● **WHAT YOU ARE ASKED TO DO**: From the records below, copy every line that contains the string "green". Case matters when matching.

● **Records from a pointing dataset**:
....

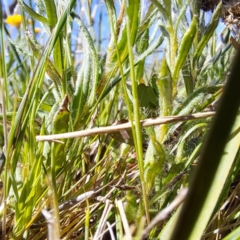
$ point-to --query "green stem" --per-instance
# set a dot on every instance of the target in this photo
(137, 127)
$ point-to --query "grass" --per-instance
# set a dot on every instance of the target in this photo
(83, 158)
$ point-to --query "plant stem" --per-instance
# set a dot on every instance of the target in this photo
(137, 127)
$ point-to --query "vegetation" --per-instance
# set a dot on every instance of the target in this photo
(82, 158)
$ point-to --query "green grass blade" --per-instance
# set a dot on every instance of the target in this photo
(200, 204)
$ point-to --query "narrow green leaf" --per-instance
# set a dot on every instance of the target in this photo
(208, 34)
(183, 51)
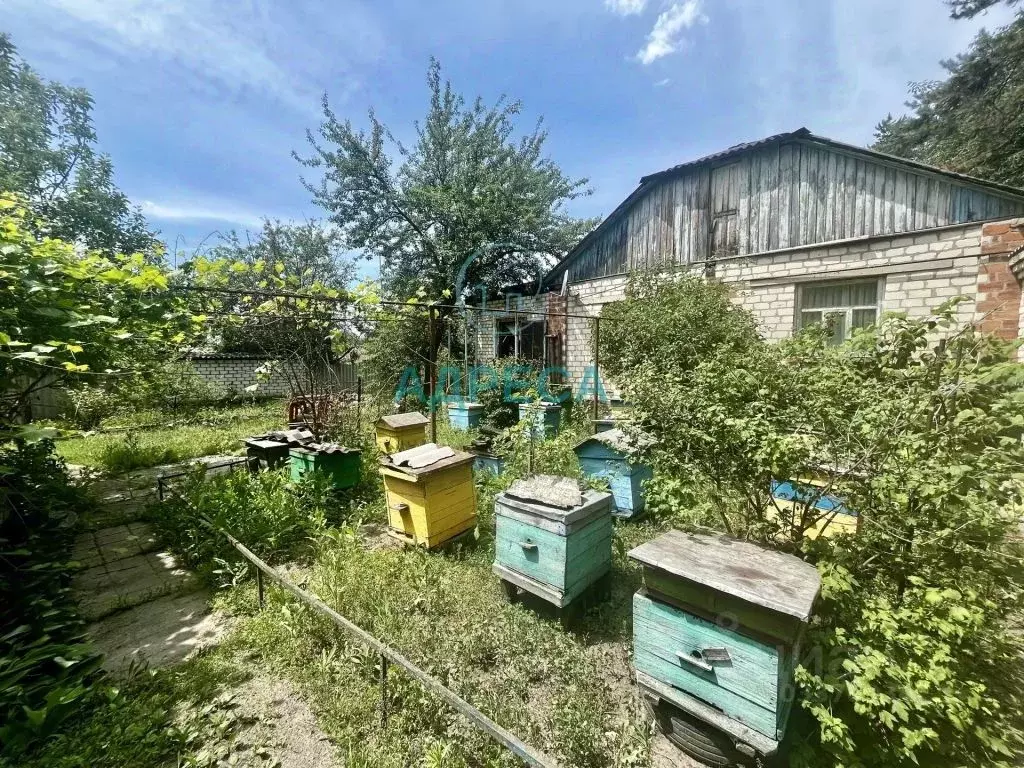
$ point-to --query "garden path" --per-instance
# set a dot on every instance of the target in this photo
(141, 603)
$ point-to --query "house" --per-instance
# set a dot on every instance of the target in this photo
(803, 227)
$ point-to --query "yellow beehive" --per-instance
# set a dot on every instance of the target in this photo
(401, 431)
(430, 496)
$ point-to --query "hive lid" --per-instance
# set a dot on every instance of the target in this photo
(326, 448)
(549, 489)
(426, 458)
(619, 439)
(548, 497)
(286, 436)
(772, 580)
(399, 421)
(466, 404)
(264, 443)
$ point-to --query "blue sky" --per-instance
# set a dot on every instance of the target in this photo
(200, 102)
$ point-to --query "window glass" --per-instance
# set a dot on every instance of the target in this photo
(842, 306)
(864, 317)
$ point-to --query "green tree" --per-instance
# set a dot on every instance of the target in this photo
(312, 258)
(467, 181)
(971, 122)
(48, 155)
(68, 315)
(912, 657)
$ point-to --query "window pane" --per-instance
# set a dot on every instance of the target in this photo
(862, 294)
(837, 323)
(840, 295)
(863, 317)
(809, 318)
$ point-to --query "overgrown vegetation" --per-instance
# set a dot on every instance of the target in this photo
(212, 430)
(912, 657)
(46, 666)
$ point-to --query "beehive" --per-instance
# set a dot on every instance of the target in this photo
(717, 629)
(340, 464)
(269, 454)
(400, 431)
(546, 417)
(465, 415)
(828, 514)
(608, 456)
(430, 494)
(552, 540)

....

● **RESPONSE BELOW**:
$ point-to --query "green stem" --per-instance
$ point-to --query "green grass blade" --per-instance
$ point-to --query "narrow green leaf" --per-instance
$ point-to --query "green tree" --per-instance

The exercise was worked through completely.